Extrait de page.

"""

Les banques centrales de la planète sont redevenues plus «patientes» ou «neutres», mais elles ne fournissent pas de nouvelles liquidités, à part la Banque centrale de la Chine.
«Il est possible que l’économie mondiale ait besoin de mesures de relance pour éviter une récession. Surtout que la remontée des taux, du cours du pétrole et du dollar américain ne procurent pas de stimuli à l’économie actuellement», prévient-il dans son document de stratégie mensuel.
En même temps, les banques deviennent plus prudentes qu’avant quand elles prêtent parce que les taux de délinquance commencent à augmenter, ajoute-t-il.
«En l’absence de nouvelles baisses de taux ou de détente dans les conditions de crédit un peu partout dans le monde, des consommateurs et des entreprises moins dépensiers pourraient provoquer une récession en 2020», évoque le stratège de Montréal.
Un signal de vente
Le mois dernier, M. Roberge avait recommandé à ses clients institutionnels de réduire la proportion des actions américaines dans leur portefeuille après le premier signal de danger de son indicateur de marché baissier (BMTI), depuis octobre 2007.
En mai, 13 de ses 16 composantes sont encore au rouge, précise-t-il.
Cette courbe qui compare le S&P 500 aux autres Bourses du monde atteint un record inégalé. (Source: Pension Partners)
Depuis 1973, la Bourse a atteint une pointe trois mois en moyenne après le signal de vente de l’indicateur BMTI, ajoute M. Roberge.
Il en conclut que toute appréciation en Bourse au deuxième trimestre devrait servir à vendre des actions surtout aux États-Unis.
«Avec conviction, nous continuons de prévoir des bénéfices stables pour le S&P 500 en 2019. Le risque de deux trimestres de déclin n’est pas écarté parce que la croissance des ventes des entreprises ralentit au moment où les coûts de main-d’œuvre et le dollar américain augmentent», poursuit-il.
L’ensemble des analystes prévoient une hausse de 3,1% des profits en 2019, mais ils abaissent encore leurs prévisions.
«Le principal risque à notre posture défensive est que l’évaluation des actions américaines continue d’enfler. Si c’était le cas, une cassure n’en serait que reportée et amplifiée», évoque-t-il.
Tant que les taux repères américains de 10 ans resteront au-dessus de leur plancher de 2,3% du mois de mars, le stratège se dit tout de même à l’aise à capter les gains qui restent aux États-Unis.

"""

Données fournies.
"""

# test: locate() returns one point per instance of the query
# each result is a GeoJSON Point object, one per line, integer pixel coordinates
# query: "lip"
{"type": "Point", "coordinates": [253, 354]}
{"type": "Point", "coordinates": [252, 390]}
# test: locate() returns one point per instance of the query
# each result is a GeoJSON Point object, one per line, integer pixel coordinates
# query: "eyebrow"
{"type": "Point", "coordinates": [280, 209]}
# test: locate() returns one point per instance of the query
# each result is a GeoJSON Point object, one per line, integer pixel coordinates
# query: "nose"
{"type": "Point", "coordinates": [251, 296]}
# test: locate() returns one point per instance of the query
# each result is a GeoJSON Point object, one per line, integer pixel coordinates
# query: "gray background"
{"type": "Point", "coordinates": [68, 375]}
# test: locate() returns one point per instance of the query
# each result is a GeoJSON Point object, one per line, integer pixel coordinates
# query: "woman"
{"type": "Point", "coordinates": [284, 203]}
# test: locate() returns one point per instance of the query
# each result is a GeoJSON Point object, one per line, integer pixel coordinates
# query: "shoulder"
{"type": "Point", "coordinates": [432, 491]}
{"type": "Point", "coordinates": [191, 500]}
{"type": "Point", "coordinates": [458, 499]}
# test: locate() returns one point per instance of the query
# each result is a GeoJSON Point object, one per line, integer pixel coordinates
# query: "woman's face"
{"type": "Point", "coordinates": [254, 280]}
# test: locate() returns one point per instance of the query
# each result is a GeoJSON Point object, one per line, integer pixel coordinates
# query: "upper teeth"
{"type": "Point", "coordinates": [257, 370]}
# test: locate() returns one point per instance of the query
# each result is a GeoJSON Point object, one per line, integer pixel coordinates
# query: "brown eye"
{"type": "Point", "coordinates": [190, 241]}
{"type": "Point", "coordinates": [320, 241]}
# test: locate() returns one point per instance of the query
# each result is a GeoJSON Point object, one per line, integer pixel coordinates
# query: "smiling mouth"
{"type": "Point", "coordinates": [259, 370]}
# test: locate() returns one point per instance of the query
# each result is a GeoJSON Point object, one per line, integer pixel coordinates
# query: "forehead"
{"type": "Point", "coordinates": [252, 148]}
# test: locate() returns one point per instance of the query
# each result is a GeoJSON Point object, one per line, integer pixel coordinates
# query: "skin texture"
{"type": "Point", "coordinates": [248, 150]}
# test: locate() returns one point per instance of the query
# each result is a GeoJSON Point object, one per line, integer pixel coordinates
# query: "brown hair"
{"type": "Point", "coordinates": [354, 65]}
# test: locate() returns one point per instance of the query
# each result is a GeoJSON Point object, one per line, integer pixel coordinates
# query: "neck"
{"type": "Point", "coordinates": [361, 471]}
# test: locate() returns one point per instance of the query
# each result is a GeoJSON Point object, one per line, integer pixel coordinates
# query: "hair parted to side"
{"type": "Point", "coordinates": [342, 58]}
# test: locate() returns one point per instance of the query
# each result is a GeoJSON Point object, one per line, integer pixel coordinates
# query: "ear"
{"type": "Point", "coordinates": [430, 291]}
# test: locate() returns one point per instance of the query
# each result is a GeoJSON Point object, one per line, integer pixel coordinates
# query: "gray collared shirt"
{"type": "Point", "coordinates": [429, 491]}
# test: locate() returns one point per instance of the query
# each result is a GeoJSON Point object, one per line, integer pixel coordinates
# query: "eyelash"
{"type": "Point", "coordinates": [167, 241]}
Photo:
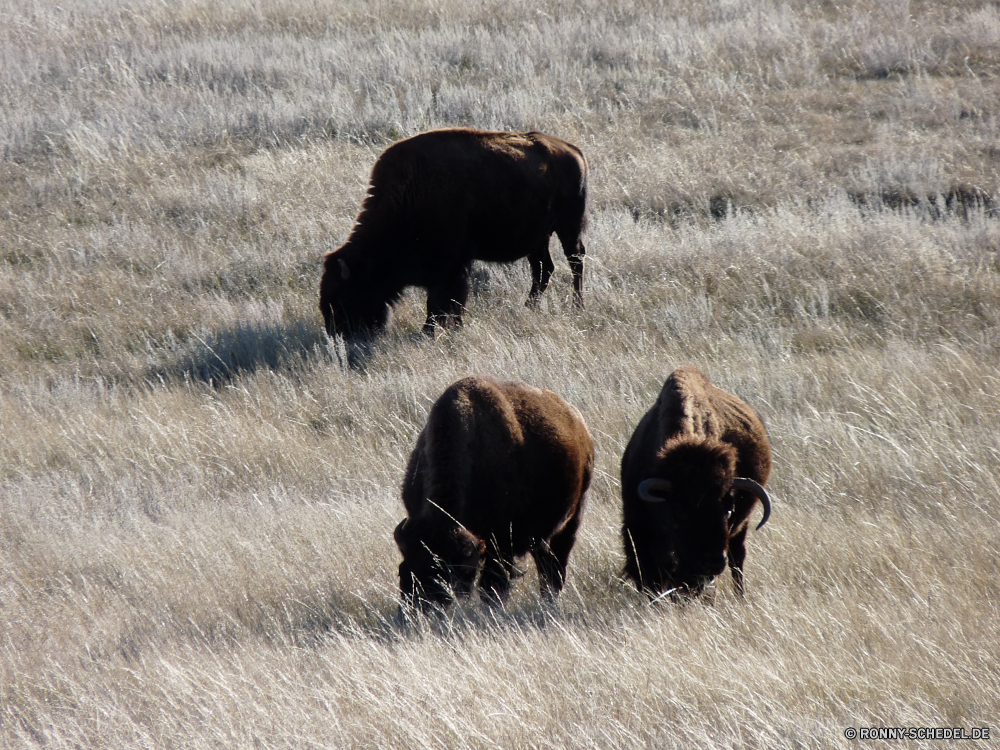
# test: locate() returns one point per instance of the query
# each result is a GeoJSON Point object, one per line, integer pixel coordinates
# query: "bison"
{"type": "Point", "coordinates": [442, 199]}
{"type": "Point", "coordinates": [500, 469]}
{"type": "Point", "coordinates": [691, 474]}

"""
"""

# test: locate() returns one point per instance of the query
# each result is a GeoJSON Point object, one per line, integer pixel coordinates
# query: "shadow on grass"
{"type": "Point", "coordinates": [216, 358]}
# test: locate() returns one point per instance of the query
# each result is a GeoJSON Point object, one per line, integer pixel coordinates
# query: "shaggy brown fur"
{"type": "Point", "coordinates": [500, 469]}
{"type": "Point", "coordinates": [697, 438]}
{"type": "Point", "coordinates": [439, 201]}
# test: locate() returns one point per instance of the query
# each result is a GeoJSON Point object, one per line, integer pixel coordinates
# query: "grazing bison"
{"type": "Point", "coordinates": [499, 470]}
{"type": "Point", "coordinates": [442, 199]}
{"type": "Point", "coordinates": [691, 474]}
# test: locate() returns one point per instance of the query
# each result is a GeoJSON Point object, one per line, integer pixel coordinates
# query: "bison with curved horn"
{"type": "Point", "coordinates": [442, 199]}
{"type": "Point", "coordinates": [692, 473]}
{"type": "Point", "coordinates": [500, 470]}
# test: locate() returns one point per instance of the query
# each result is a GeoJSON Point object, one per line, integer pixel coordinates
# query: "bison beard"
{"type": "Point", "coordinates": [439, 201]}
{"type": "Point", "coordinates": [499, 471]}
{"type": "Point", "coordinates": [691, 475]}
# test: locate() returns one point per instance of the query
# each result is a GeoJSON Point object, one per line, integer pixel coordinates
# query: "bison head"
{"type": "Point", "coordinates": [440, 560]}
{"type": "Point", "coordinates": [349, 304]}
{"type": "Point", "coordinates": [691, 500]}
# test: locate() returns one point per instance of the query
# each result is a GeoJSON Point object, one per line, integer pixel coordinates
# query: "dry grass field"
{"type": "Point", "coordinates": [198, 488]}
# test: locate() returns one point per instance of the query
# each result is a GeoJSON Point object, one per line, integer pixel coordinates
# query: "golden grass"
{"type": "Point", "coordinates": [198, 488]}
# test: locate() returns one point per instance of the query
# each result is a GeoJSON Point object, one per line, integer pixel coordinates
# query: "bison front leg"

"""

Consigne de travail 1.
D'après l'extrait sur la stratégie boursière, pourquoi le stratège affirme-t-il que « le risque de deux trimestres de déclin n'est pas écarté » ? Répondez en une à trois phrases.
Consigne de travail 2.
Reprenez l'extrait sur la stratégie boursière et poursuivez sa rédaction à partir de sa dernière phrase.

Résultat 1.
Ce risque n'est pas écarté parce que la croissance des ventes des entreprises ralentit au moment où les coûts de main-d'œuvre et le dollar américain augmentent.

Résultat 2.
Mais si les taux retombaient sous cette marque, ce serait un signal que la croissance économique et des profits est en danger.
Des paris inquiétants
À plus court terme. M. Roberge se méfie des spéculateurs qui sont nombreux à miser contre l’indice de volatilité VIX.
À l’automne 2017, des paris similaires avaient été suivis d’une poussée de la volatilité au printemps 2018, raconte-t-il.
Lorsque la volatilité grimpe, les secteurs de la consommation de base, des services aux collectivités, des télécommunications et de la santé ainsi que et les fonds immobiliers offrent une bonne protection.
À l’inverse, les secteurs industriel, de la technologie, et de la finance performent le mieux lorsque la volatilité diminue.
Les épiciers et les assureurs canadiens, en bonne posture
Dans sa stratégie sectorielle du mois, M. Roberge préfère l’énergie, l’or, les constructeurs américains de maisons, les épiciers canadiens, les sociétés américaines de la santé et les assureurs canadiens.
Dans le secteur de l’énergie, il s’attend à ce que la saison estivale du raffinage réduise le surplus de pétrole brut stocké.
Les constructeurs américains de maisons devraient poursuivre sur leur lancée récente grâce à la reprise des ventes de maisons neuves et existantes.
Les épiciers canadiens affichent une accélération de la croissance de leurs profits, gracieuseté de l’inflation alimentaire et d’un bon contrôle des dépenses de main-d’œuvre.
Les bons bénéfices devraient aider les assureurs canadiens à rejoindre en partie l’évaluation plus élevée des banques.
En revanche, les fabricants américains de machinerie lourde et de puces devraient être évités.
Les nouvelles commandes mondiales diminuent pour les premiers, prévient-il.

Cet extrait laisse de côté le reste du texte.